### EXTRAIT DU DOCUMENT
────────────────────────────────────────
Le Luxembourg face à l’avenir de la zone euro

Le Luxembourg assure la présidence du Conseil de l’Union européenne à un moment critique du développement du projet européen. La zone euro est en crise. Une réflexion est à conduire sur son évolution vers une véritable union économique et monétaire qui contribue à la croissance et à l’emploi. La mise en œuvre des engagements pris fin juin par la Grèce exige un suivi attentif.
 
Depuis 2010, la zone euro fait face à une crise qui ne veut pas finir. Les sommets de la dernière chance se répètent. Le défaut de paiement de la Grèce ressurgit à l’approche de chaque tombée de dette. La déflation menace, le chômage demeure à des niveaux insupportables, la croissance tarde à venir, l’impatience des populations croît. Comment en est-on arrivé là?
 
Les traités conservent à chaque Etat membre la responsabilité de définir sa politique économique, le niveau du solde de ses comptes publics et le mode de financement de ses dépenses. Cependant, sa liberté n’est pas totale. L’Etat ne peut user de son pouvoir régalien pour obtenir des institutions monétaires ou des établissements bancaires des facilités de financement. Il doit assumer seul ses dettes: un autre Etat ou l’Union européenne ne saurait répondre de ses engagements financiers. S’il veut s’endetter, l’Etat doit le faire aux conditions du marché. Il lui appartient de savoir susciter l’intérêt des investisseurs.
────────────────────────────────────────
### DONNÉES FOURNIES
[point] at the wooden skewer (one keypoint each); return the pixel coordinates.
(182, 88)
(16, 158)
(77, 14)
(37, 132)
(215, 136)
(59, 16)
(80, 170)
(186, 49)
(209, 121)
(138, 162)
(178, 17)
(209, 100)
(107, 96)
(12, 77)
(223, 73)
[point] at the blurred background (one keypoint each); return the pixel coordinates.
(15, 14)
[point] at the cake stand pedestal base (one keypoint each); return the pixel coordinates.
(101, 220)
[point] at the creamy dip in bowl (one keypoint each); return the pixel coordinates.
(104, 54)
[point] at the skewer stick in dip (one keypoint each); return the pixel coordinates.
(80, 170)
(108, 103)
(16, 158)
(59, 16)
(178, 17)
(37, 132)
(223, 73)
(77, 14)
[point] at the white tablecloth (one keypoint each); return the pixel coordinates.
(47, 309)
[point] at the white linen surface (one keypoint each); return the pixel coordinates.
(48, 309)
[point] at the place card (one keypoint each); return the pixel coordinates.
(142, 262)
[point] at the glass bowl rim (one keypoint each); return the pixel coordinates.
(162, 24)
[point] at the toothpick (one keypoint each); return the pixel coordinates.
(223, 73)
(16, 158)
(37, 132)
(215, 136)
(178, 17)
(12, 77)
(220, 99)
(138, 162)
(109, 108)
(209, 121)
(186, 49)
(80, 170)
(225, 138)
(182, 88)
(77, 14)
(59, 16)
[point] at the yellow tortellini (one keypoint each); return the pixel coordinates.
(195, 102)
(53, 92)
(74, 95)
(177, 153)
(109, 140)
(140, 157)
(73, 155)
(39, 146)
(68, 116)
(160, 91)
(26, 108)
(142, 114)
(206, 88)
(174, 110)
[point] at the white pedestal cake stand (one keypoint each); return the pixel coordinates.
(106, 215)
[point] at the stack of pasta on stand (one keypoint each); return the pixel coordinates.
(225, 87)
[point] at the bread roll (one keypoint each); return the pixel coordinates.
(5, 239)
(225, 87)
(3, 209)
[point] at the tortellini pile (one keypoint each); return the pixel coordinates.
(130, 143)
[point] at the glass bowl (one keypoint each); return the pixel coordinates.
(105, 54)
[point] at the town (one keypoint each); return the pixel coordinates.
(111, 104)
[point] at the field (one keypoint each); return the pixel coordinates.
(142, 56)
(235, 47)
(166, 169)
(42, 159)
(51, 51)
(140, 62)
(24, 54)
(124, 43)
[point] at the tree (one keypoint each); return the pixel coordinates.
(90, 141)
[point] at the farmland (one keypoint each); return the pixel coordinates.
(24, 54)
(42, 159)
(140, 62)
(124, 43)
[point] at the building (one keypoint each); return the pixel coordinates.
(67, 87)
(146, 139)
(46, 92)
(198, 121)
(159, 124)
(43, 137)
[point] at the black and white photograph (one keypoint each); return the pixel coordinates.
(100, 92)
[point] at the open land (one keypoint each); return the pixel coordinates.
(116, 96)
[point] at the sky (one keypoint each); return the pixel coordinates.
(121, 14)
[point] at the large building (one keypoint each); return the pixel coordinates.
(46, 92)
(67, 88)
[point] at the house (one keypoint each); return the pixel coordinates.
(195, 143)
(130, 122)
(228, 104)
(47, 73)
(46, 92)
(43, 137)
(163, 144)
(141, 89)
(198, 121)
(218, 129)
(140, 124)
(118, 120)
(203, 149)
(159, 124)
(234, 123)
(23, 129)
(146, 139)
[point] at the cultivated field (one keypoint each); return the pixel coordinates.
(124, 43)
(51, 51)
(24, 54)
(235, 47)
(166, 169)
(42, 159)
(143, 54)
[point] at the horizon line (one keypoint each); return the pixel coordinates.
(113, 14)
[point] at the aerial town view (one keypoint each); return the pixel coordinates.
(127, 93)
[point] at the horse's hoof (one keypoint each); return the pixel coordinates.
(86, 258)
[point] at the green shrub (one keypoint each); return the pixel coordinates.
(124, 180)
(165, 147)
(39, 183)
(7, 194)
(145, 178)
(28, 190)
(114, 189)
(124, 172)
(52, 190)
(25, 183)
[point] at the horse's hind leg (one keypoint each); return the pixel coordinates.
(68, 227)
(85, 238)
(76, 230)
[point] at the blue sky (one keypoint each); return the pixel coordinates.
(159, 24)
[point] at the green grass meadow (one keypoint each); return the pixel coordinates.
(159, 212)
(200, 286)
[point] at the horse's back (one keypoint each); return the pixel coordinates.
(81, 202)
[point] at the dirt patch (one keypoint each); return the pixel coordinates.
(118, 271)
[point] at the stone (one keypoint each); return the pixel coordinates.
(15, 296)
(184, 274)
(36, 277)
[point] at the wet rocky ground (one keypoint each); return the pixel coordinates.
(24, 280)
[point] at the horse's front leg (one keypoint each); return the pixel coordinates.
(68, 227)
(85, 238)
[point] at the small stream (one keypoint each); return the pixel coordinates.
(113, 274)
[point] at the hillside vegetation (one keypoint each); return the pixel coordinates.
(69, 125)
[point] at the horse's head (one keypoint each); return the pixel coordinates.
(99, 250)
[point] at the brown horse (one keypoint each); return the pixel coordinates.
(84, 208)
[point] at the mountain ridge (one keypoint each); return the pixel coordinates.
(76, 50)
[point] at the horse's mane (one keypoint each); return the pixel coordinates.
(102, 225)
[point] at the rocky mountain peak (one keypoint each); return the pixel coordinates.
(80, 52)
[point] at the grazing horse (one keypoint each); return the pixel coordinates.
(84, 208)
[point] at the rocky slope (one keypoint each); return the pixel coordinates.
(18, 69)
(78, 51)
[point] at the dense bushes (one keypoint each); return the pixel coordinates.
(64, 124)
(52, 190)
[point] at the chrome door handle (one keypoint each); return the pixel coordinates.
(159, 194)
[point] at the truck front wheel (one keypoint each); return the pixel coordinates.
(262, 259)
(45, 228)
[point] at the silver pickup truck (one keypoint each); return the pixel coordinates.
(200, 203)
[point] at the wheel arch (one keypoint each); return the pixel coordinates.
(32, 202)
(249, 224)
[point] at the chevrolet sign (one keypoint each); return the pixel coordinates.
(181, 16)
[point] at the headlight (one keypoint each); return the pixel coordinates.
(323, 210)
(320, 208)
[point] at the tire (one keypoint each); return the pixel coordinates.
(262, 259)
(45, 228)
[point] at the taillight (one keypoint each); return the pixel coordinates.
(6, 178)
────────────────────────────────────────
### EXERCICE
Dites si chacune des affirmations (a), (b) et (c) concorde avec le texte sur le Luxembourg et la zone euro, en répondant par oui ou non et en citant mot pour mot les termes du texte qui tranchent. (a) Les traités laissent à chaque État membre la responsabilité de définir sa politique économique. (b) L'Union européenne peut répondre des engagements financiers d'un État membre. (c) La crise de la zone euro a commencé en 2012. Les enregistrements n'ont aucun rôle dans ce travail.

### CORRIGÉ
(a) Oui : « Les traités conservent à chaque Etat membre la responsabilité de définir sa politique économique ».
(b) Non : « un autre Etat ou l’Union européenne ne saurait répondre de ses engagements financiers ».
(c) Non : « Depuis 2010, la zone euro fait face à une crise qui ne veut pas finir ».